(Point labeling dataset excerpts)

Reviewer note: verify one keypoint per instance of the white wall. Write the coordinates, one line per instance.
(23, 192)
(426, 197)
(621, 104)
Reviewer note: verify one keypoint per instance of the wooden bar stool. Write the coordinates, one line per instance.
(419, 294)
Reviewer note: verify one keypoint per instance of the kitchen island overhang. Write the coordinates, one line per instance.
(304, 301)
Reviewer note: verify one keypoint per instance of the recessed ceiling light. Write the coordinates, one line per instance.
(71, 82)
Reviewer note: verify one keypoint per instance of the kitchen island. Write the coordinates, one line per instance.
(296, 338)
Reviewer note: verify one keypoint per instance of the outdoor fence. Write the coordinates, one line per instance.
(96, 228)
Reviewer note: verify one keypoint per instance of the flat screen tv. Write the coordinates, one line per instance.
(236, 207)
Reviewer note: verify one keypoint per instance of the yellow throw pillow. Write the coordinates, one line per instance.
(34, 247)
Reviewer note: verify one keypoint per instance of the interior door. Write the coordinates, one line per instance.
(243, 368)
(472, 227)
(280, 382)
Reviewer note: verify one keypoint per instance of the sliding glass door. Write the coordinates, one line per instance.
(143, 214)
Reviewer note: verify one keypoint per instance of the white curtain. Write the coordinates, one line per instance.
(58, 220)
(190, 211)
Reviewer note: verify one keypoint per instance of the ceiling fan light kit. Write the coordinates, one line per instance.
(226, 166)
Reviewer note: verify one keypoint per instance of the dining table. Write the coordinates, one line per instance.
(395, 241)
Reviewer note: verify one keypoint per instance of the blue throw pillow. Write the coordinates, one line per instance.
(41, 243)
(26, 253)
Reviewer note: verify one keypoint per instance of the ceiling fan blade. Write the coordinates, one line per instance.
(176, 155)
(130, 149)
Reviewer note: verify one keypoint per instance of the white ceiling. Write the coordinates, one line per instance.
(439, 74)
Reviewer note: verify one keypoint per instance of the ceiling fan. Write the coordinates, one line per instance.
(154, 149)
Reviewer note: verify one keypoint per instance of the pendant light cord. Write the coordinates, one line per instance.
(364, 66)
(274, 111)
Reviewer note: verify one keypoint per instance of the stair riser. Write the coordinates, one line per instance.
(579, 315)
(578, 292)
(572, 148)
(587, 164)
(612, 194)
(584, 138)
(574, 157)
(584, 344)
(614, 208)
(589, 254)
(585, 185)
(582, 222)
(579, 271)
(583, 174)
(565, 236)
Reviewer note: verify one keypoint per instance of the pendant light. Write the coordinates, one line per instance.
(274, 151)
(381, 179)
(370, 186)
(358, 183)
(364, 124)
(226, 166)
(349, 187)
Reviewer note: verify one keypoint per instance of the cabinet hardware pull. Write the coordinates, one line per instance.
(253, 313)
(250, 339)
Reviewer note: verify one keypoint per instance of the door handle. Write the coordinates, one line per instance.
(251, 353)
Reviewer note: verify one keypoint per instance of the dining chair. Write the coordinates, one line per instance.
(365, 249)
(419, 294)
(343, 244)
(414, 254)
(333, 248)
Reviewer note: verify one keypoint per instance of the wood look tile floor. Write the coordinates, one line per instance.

TASK REQUIREMENTS –
Produce an exact repeat of the lines from the one containing "the pendant light." through the last line of the data, and nothing more.

RESULT OF THIS TASK –
Reviewer note: verify one keypoint per instance of the pendant light. Write the coordinates, one line per instance.
(274, 151)
(381, 179)
(370, 186)
(358, 183)
(364, 124)
(226, 166)
(349, 187)
Reviewer note: verify one keypoint per instance of the cabinet hardware pull. Write the coordinates, one line per instance.
(253, 313)
(250, 339)
Reviewer note: verify one keypoint per instance of the door handle. Write the coordinates, one line per instance.
(251, 353)
Reviewer note: verify one keypoint per instance of the dining chair. Write the coordinates, one line per instance.
(365, 249)
(419, 294)
(343, 244)
(414, 254)
(333, 248)
Reviewer note: verify one keypoint per instance of the wood look tile floor. Write the coordinates, one line per instance.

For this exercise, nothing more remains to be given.